*Assignment:* Retyping the records exactly is the whole task.

Region pointing data:
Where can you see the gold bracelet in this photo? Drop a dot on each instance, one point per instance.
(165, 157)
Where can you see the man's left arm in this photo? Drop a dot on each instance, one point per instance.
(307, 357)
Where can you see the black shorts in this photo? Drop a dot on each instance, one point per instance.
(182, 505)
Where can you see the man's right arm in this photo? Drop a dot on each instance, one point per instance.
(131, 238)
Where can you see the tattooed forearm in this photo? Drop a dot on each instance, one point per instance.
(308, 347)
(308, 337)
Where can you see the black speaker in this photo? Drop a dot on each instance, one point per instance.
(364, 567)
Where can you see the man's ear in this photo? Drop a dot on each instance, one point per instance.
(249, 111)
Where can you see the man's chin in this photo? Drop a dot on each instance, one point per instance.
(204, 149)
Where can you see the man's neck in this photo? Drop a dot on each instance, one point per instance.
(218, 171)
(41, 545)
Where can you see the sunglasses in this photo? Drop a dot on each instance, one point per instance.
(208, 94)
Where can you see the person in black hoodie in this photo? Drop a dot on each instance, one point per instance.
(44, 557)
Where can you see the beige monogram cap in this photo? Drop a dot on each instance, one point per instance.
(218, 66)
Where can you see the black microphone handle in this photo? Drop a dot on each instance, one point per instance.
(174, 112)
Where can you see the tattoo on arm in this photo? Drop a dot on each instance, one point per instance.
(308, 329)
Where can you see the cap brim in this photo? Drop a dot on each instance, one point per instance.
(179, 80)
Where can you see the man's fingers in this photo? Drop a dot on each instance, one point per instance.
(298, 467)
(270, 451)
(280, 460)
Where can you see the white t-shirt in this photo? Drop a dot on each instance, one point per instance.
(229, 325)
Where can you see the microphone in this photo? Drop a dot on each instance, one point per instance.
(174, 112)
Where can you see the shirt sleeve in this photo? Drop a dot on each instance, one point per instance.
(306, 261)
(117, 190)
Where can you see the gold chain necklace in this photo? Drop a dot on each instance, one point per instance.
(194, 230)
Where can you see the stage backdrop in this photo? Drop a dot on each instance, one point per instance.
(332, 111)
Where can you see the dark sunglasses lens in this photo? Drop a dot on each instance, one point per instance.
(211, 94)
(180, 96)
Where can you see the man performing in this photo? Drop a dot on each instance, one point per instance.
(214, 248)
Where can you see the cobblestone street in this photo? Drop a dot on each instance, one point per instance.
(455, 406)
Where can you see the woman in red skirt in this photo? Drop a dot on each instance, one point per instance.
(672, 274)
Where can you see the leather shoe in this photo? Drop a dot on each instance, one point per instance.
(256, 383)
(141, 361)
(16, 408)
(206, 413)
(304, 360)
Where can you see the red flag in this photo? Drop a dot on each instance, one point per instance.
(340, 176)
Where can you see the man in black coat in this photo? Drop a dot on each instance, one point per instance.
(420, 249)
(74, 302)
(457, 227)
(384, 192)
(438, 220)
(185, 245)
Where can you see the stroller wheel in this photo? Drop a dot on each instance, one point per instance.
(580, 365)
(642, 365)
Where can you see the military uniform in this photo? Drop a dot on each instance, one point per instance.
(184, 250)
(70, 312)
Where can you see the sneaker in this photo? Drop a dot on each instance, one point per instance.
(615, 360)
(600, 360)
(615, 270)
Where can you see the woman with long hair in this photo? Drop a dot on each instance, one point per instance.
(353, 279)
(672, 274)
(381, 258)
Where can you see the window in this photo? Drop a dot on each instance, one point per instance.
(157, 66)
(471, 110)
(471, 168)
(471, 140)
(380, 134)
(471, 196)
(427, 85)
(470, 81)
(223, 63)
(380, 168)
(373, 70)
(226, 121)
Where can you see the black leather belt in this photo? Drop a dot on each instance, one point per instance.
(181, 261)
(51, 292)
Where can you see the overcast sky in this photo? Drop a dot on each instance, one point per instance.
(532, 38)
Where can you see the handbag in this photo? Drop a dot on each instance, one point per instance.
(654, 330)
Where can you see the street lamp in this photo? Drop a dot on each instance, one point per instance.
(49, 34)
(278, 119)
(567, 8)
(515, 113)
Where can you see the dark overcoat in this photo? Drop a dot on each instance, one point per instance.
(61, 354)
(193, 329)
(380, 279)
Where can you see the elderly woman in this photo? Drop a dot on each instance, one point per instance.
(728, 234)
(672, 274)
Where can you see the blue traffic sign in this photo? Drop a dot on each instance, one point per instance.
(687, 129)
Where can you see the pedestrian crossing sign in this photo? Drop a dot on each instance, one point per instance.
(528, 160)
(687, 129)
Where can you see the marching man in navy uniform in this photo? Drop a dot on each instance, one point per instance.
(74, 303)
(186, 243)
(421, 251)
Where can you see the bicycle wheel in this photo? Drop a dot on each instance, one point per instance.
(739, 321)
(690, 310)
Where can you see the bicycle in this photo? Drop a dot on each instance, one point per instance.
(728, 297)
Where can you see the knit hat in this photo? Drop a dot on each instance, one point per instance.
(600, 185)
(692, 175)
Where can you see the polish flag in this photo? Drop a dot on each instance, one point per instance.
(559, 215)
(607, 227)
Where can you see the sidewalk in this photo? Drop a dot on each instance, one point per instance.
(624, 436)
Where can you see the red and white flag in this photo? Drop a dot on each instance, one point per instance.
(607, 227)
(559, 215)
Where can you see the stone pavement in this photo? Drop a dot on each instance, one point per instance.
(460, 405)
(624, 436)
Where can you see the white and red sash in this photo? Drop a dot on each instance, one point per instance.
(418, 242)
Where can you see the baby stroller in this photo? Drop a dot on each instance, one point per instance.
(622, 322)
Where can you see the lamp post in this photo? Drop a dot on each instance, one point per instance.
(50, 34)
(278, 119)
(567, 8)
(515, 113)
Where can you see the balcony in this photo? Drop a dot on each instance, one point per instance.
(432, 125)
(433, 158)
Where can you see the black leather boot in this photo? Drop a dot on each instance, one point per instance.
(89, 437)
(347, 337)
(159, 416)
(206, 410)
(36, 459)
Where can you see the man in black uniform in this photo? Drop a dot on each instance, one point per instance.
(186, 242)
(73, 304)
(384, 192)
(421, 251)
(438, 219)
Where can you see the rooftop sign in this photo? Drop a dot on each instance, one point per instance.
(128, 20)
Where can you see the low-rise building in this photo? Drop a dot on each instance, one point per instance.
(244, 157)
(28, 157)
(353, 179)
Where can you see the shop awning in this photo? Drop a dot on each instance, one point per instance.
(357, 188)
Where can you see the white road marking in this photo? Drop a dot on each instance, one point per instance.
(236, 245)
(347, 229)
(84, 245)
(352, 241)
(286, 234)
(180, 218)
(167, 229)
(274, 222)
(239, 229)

*Solution to the problem:*
Where can you see the gold bracelet in this photo? Drop a dot on each instance, one point per instance.
(165, 157)
Where can you see the man's left arm in this photo? Drop a dot on each instance, one point per instance.
(307, 357)
Where can you see the black shorts in this photo? Drop a dot on each instance, one point per instance.
(182, 505)
Where can you see the man's right arm in this photo? Drop a dot on each instance, one point per instance.
(131, 238)
Where can you see the tattooed forearm in this photo? Drop a dot on each instance, one point per instance.
(308, 347)
(308, 337)
Where can you see the black speaker in this photo? Drop a dot on each instance, one point per instance.
(364, 567)
Where can you see the man's ear in this photo? Drop a dot on each instance, one point per instance.
(249, 111)
Where can you see the man's chin in this photo? Drop a dot on each instance, one point per instance.
(204, 149)
Where can you see the man's neck in this photo? Drop a dot on each instance, one point per instance.
(218, 171)
(41, 545)
Where can you see the sunglasses in this photo? Drop a dot on each instance, one point per instance.
(208, 94)
Where can you see the person in black hoodie in this photo? Drop a dot on each instance, one point per instance.
(44, 557)
Where can you see the beige monogram cap in this photo? Drop a dot on each instance, one point per instance.
(218, 66)
Where can you see the black microphone handle in this photo? Drop a dot on each instance, one point per instance.
(174, 112)
Where can you see the tattoo on arm in this photo? Drop a dot on each instance, one point per instance.
(308, 329)
Where can you see the cap brim in this photo? Drop a dot on each instance, one point per instance.
(179, 80)
Where can you see the man's fingers in this photo? Drop a dot on each instance, one point per instance.
(298, 467)
(270, 451)
(280, 460)
Where can you see the white t-shirt in this photo? Drop a dot on each instance, one point per instance.
(229, 325)
Where can you see the microphone in this photo? Drop a dot on each instance, one point per instance.
(174, 112)
Where can you see the shirt sleeve in this photo? Drop a dot on each instance, one point per instance.
(306, 261)
(117, 190)
Where can you see the gold chain necklace in this photo? Drop a dot on each instance, one point per instance.
(194, 230)
Where can you see the stage backdrop in this photo? Drop a dot on each instance, one point per instance.
(332, 111)
Where can you see the dark sunglasses lens in this photo? Drop a dot on each instance, one point per instance.
(211, 94)
(180, 96)
Where can you see the man performing in this photo? Drop a dot on each instance, one point per instance.
(214, 248)
Where can you see the cobblestone street in this photo? Drop a dot on each instance, one point per instance.
(455, 406)
Where can you see the woman in red skirt in this photo? Drop a dot on each instance, one point per instance.
(672, 274)
Where can you see the leather shoe in this photo? Drop a dot on each instance, one point per instance.
(256, 383)
(141, 361)
(16, 408)
(206, 413)
(304, 360)
Where can you see the red flag in this photo? Drop a dot on each instance, one point per instance.
(340, 176)
Where can you see the man in black coat in this photo? Drop a dot on each instance, one point per instance.
(420, 249)
(74, 302)
(457, 227)
(384, 192)
(438, 220)
(185, 245)
Where can you see the stroller wheel in this photo? Drop a dot on each instance, one point per instance.
(580, 365)
(642, 365)
Where can you see the military uniform in this photo? Drop a dot on each instance, one point per instance.
(184, 250)
(70, 312)
Where can you see the sneaker in this photo? Drop a dot on each instance, one point per instance.
(615, 360)
(600, 360)
(615, 270)
Where can you see the woman with long hair in this photo? Drop a dot on each instance, one point per instance.
(353, 279)
(672, 274)
(381, 258)
Where can you see the window in this photo? Drop a dot on each instance, one point per instance.
(157, 66)
(471, 110)
(471, 168)
(471, 140)
(380, 134)
(471, 196)
(427, 85)
(470, 81)
(223, 63)
(380, 168)
(373, 70)
(226, 121)
Where can you see the black leather belt in this photo? Drop a dot on each instance, one point per instance.
(181, 261)
(51, 292)
Where can you see the overcast sky in this photo? Drop a dot on each instance, one point per instance.
(532, 38)
Where can you see the handbag in this photo? Drop a dot on each instance, one point per instance.
(654, 330)
Where can you see the street lamp in this photo? Drop a dot on each instance, one point per instance.
(49, 34)
(278, 119)
(567, 8)
(515, 113)
Where can you see the dark overcoat in this photo? Drop a dot on each instance, one point per instance.
(61, 354)
(193, 329)
(380, 279)
Where can you see the elderly woman in this photo? Drop a dot on each instance, one point per instance.
(728, 234)
(672, 274)
Where can you see the blue traffic sign in this photo? Drop a dot on each instance, one point per instance.
(687, 129)
Where can you see the pedestrian crossing sign in this photo? Drop a dot on each instance, one point per instance.
(528, 160)
(687, 129)
Where can you see the marching man in navy uniform in this photo? Drop a dot on each instance, one point per instance.
(74, 303)
(186, 243)
(421, 251)
Where can you see the bicycle wheel in this photo? Drop a dot on each instance, one point per instance.
(739, 321)
(690, 310)
Where can you see the bicycle in this photo? Drop a dot on each instance, one point per instance.
(728, 297)
Where can you see the knit hat in this photo? Drop a dot on each instance, one point per instance.
(600, 185)
(692, 175)
Where can you see the polish flag in this photo? Drop a dot on each instance, one point per instance.
(559, 215)
(607, 227)
Where can you see the sidewalk in this photo? Drop a dot on each instance, one point per instance.
(624, 436)
Where can you see the red and white flag in this photo? Drop a dot on each instance, one point per instance.
(607, 227)
(559, 215)
Where can you see the stone pavement in this photo? Drop a dot on each instance, one point per instance.
(460, 405)
(624, 436)
Where can you see the white and red sash in this photo? Drop a dot on each instance, one point per instance.
(418, 242)
Where can you see the baby stroller in this photo? Drop a dot on each instance, one point per instance.
(622, 322)
Where can you see the lamp post in this photo? Drop a dot on each instance, one point per instance.
(50, 34)
(278, 119)
(567, 8)
(515, 113)
Where can you see the balcony in this photo? Drop a dot on each instance, one point per instance.
(432, 125)
(433, 158)
Where can you see the black leather boot in this photo? Drop a dot on each instance, one point per instance.
(89, 437)
(347, 337)
(159, 416)
(206, 410)
(36, 459)
Where can you see the man in black uniform in this photo? Drop a dot on each instance, one point per instance.
(186, 242)
(73, 304)
(384, 192)
(421, 251)
(438, 219)
Where can you see the rooftop sign in this photo? Drop a dot on each instance, one point per instance.
(128, 20)
Where can you see the low-rise building in this photo? Drop a dot on each instance, one point per instance.
(244, 157)
(28, 157)
(353, 179)
Where can you see the shop awning in this photo? Drop a dot on each instance, one point per instance.
(357, 188)
Where can you see the white road marking in this photo? Drop a dot on each instance, one point per instance.
(236, 245)
(347, 229)
(84, 245)
(352, 241)
(286, 234)
(180, 218)
(167, 229)
(274, 222)
(239, 229)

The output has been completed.